ЗАДАНИЕ —
Отредактируйте весь приведённый ниже материал: замените «retail shelf audit» на «warehouse inventory check», всё остальное оставьте без изменений. Изображения в ответ не включайте.

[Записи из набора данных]
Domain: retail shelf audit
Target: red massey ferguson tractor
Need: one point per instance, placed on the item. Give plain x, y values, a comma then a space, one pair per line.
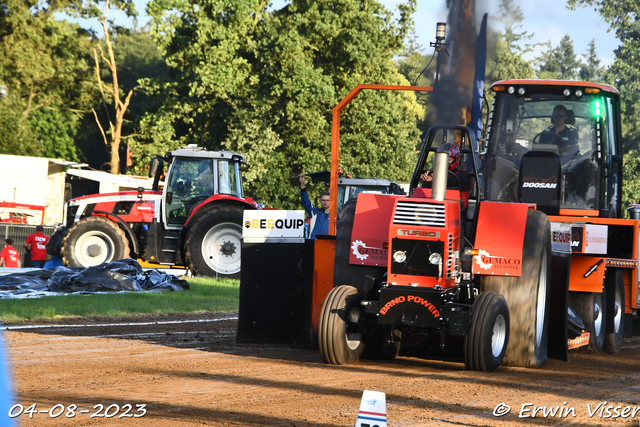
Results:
540, 262
195, 221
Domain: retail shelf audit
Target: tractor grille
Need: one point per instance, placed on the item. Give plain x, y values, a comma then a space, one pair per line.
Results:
418, 213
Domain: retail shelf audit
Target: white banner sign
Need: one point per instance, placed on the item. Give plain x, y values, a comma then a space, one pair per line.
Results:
259, 225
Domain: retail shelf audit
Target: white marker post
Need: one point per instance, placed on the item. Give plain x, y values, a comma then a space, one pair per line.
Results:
373, 410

ПОЛНЫЙ ОТВЕТ —
Domain: warehouse inventory check
Target: red massey ferguson tractor
Need: one point per instance, placed on the item. Give plain x, y values, a comma then a space, one pair per line.
Results:
540, 262
195, 221
Domain: warehouse inventory check
Target: tractor grille
Need: one point per instance, placed on the item. Give plain x, y values, a comma then a space, one pair per line.
Results:
418, 213
Domain: warehouse inventory check
Target: white banner sign
Need: one point per instance, placed on the item. Give plain x, y values, a comma then a space, one pair per line.
Results:
259, 225
Domain: warehouse inventory check
Target: white marker post
Need: one point per instance, placed on the item. Give plain x, y values, a comma then a space, one pair per line.
Results:
373, 410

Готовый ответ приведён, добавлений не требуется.